The exercise:
Write out, word for word, the part of the digital library text starting at "Returning to the" and ending at "way of example.".

Administrating the Digital Library

Returning to the main user interface In FIG. 5, users with appropriate authorisation may select the option 503 to administrate the database supporting this embodiment of the Invention, and in particular to create public sections. Upon selecting 503, the user is presented with a user interface represented by the simplified conceptual diagram in FIG. 13. Area 1301 is populated with a list of the titles of all volumes in the database, extracted from the Volume table 410 by means of the structuring engine. The user can select a particular volume from the list, whereupon the illustrated buttons become selectable.

Create New Public Section

If the user presses button 1302 (Create new public section), the sectioning engine allows the user to choose one of the available methods for creating a new section according to the invention. Three alternative methods are described below, by way of example.

The user may invoke a method that copies an existing personal excerpt, as illustrated by FIG. 14. In this case, the sectioning engine presents 1401 to the user a text box (not shown) in which the user can type in an identification to indicate another user whose personal excerpt is to be copied. The sectioning engine lists 1403 all excerpts defined for the selected volume by the given user, as defined in table 440. If the user selects an excerpt and confirms the section creation, the sectioning engine instructs 1405 the database to insert a record into the Section table 430 under a new Section_id 431, said record containing the current volume's Volume_id and the personal excerpt's title 446 as the Section_title 433. The sectioning engine then instructs 1407 the database to update the Section_id field 422 in the Pages table 420 so that it equals the newly created Section_id for all pages with Page_ids between the personal excerpt's start 444 and end 445 pages.

Alternatively, the user may invoke a method that uses given section citations, illustrated by FIG. 15. The sectioning engine reads 1501 a section title, author and number of pages from a previously created file or database table. It instructs 1503 the database to search the Page_text field 424 of records in the Pages table 420 belonging to the selected volume, that have not already been assigned to a section, for pages containing the author's name and title text. Information about the format of the title page may be used to ensure a unique page is identified 1505. The sectioning engine stores the page identifier and calculates 1507 the last page of the section using the given number of pages. The sectioning engine instructs 1509 the database to insert a new record containing the section title into Section table 430, with a new Section_id 431. The sectioning engine then instructs 1511 the database to update the Section_id field 422 in the Pages table 420 to equal the newly created Section_id for all pages between the section's start and end pages.

Outline annotation records:
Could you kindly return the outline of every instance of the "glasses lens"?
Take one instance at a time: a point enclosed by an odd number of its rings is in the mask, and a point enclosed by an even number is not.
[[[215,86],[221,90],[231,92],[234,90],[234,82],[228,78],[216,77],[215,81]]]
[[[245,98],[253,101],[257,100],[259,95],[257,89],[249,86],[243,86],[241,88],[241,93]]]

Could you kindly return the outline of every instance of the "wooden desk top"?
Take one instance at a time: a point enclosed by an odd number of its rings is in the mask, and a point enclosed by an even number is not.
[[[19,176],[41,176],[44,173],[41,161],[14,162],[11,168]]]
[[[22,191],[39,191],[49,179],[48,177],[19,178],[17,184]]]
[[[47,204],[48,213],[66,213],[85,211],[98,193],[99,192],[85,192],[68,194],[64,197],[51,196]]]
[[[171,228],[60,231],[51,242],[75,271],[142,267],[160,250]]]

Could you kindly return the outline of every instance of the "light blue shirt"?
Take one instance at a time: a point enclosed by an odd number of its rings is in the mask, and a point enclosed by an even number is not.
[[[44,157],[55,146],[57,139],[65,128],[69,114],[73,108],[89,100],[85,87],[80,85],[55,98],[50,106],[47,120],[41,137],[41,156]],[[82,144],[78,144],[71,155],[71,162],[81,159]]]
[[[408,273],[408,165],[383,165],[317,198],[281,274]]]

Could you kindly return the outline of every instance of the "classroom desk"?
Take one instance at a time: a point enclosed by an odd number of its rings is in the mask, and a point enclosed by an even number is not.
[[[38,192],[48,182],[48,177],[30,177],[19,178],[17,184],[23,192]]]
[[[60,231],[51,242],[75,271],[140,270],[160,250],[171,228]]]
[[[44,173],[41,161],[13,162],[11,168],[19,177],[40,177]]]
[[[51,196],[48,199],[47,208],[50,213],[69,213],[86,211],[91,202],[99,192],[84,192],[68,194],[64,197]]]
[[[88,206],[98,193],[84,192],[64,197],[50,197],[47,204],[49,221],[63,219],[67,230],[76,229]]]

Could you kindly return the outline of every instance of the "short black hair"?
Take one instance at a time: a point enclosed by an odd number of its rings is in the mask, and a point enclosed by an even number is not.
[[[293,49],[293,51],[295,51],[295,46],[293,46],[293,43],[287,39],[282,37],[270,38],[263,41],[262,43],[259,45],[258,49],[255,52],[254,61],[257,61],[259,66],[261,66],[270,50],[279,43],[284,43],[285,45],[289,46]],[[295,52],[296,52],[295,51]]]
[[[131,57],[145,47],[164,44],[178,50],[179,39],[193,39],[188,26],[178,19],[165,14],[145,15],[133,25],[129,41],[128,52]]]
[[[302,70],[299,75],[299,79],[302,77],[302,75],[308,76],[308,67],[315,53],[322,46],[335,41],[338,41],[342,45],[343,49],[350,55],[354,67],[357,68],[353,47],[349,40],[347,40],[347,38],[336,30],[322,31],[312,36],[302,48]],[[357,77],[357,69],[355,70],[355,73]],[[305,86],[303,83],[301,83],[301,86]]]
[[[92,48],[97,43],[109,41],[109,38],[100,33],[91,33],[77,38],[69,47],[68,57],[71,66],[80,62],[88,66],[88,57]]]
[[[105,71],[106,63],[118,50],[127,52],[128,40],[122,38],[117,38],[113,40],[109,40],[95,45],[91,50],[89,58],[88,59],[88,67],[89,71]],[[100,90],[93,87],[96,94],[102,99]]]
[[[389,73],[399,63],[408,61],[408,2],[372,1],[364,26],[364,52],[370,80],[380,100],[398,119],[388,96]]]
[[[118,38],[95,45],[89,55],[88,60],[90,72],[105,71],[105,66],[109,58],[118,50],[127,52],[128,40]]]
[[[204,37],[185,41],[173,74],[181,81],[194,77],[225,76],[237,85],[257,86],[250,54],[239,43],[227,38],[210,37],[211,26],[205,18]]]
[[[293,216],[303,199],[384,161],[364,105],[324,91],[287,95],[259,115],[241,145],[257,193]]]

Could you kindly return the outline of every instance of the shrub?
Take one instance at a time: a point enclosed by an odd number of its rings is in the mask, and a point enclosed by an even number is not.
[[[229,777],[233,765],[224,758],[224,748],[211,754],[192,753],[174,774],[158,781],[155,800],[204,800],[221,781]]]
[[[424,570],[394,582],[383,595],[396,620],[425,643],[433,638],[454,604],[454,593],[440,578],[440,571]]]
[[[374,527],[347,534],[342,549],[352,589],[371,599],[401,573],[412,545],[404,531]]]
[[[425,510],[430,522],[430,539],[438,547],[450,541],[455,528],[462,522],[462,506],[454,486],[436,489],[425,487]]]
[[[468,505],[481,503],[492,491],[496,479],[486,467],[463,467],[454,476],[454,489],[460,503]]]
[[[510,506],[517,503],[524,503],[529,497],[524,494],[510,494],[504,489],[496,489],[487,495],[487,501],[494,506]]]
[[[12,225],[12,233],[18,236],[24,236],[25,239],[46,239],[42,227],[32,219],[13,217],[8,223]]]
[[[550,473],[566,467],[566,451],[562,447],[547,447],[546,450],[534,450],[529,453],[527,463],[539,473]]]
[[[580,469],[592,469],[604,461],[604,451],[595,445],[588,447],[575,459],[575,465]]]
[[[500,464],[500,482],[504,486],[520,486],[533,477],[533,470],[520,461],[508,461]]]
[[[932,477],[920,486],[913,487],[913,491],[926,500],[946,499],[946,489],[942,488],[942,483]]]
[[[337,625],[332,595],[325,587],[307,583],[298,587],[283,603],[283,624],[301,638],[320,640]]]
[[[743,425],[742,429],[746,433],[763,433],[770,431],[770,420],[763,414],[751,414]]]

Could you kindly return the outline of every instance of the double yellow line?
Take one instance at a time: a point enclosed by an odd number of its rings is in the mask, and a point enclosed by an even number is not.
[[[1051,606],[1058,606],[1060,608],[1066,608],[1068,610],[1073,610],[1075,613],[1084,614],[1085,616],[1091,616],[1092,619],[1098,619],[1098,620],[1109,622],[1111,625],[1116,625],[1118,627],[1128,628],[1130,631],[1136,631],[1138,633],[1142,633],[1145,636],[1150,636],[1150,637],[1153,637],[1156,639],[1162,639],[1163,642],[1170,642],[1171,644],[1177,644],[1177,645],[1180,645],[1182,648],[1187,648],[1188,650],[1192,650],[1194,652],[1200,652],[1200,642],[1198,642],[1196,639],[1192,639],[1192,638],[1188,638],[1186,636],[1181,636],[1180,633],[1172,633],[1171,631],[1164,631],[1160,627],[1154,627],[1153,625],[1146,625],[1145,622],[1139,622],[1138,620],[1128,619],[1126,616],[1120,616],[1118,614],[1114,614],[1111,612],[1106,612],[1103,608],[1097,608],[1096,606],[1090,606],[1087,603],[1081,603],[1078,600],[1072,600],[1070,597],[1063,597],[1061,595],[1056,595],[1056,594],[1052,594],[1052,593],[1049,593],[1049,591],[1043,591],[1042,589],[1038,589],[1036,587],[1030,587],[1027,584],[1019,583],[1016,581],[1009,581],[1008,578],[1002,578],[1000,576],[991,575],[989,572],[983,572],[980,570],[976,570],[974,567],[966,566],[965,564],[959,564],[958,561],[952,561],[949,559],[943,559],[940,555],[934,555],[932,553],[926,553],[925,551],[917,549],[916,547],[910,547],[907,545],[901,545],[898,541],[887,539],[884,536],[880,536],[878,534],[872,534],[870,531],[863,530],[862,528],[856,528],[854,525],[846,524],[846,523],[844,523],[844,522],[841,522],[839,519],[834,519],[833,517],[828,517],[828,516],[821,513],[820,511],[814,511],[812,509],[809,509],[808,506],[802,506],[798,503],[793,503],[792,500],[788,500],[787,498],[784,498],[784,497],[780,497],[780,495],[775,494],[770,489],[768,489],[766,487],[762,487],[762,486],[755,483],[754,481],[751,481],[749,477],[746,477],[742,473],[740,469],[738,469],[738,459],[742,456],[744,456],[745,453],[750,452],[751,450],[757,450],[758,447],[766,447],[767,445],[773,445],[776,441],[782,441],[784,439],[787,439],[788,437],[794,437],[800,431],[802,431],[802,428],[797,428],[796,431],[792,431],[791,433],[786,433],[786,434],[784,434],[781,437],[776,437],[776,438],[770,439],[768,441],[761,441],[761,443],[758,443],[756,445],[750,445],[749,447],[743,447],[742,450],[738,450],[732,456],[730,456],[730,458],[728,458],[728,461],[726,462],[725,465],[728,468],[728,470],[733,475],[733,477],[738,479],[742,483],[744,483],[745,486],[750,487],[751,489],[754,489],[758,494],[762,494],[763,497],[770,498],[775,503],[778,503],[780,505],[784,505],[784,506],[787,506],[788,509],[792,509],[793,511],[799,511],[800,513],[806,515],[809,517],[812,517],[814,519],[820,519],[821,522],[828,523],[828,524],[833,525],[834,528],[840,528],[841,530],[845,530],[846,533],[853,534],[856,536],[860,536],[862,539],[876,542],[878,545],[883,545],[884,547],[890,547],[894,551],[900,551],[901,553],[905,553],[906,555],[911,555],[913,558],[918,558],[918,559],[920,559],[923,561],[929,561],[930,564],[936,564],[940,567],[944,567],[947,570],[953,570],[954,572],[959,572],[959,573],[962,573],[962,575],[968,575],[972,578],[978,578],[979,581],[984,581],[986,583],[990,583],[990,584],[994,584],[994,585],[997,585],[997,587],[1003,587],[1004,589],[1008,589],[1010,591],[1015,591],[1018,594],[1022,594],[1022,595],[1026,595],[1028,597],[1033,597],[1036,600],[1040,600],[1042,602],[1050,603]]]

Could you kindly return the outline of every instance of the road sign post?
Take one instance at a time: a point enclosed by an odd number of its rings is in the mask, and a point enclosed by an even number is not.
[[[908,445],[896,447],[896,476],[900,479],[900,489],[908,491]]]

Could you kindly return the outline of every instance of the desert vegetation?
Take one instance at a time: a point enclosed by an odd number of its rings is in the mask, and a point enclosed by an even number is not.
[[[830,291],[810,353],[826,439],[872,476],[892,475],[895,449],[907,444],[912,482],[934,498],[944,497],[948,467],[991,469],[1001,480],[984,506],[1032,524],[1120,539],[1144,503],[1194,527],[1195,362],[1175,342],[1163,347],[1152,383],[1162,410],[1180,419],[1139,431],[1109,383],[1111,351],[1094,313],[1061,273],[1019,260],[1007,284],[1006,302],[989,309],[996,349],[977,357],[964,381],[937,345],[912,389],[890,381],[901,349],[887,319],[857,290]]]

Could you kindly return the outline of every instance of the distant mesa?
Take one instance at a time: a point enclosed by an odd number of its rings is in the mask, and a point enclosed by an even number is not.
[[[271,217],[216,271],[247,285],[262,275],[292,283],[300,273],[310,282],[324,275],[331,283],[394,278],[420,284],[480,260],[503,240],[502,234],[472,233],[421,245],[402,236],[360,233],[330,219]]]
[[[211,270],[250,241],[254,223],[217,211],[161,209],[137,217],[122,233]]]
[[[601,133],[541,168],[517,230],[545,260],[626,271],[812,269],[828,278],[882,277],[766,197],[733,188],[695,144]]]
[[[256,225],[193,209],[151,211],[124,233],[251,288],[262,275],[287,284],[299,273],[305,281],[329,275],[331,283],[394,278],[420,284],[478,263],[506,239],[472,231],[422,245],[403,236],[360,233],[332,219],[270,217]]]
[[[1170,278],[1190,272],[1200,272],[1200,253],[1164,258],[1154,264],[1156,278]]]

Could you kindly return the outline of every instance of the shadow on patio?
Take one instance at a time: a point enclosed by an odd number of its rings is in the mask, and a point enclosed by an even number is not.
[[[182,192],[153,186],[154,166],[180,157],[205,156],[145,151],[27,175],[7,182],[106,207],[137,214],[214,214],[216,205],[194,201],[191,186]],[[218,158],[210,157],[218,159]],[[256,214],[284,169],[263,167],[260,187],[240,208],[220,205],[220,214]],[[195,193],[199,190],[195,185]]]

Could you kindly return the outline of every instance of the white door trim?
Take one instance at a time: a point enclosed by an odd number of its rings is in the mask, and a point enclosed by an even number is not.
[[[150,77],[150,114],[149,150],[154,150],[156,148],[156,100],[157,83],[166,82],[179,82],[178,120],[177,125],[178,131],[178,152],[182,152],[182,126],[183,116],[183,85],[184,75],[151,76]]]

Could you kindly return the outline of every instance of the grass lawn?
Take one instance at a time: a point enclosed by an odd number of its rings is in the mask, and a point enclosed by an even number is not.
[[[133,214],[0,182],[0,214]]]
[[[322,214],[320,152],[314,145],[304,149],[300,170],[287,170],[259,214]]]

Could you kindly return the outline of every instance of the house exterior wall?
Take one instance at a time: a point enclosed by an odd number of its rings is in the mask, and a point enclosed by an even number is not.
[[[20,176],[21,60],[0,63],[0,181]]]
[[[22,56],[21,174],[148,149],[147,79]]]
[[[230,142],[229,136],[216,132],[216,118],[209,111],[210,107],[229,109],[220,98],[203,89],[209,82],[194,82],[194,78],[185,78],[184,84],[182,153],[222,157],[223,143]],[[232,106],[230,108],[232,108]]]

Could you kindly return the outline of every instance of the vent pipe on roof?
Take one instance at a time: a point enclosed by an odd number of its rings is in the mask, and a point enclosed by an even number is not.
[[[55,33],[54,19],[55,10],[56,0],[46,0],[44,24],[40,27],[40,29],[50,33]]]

Right answer:
Returning to the main user interface In FIG. 5, users with appropriate authorisation may select the option 503 to administrate the database supporting this embodiment of the Invention, and in particular to create public sections. Upon selecting 503, the user is presented with a user interface represented by the simplified conceptual diagram in FIG. 13. Area 1301 is populated with a list of the titles of all volumes in the database, extracted from the Volume table 410 by means of the structuring engine. The user can select a particular volume from the list, whereupon the illustrated buttons become selectable.

Create New Public Section

If the user presses button 1302 (Create new public section), the sectioning engine allows the user to choose one of the available methods for creating a new section according to the invention. Three alternative methods are described below, by way of example.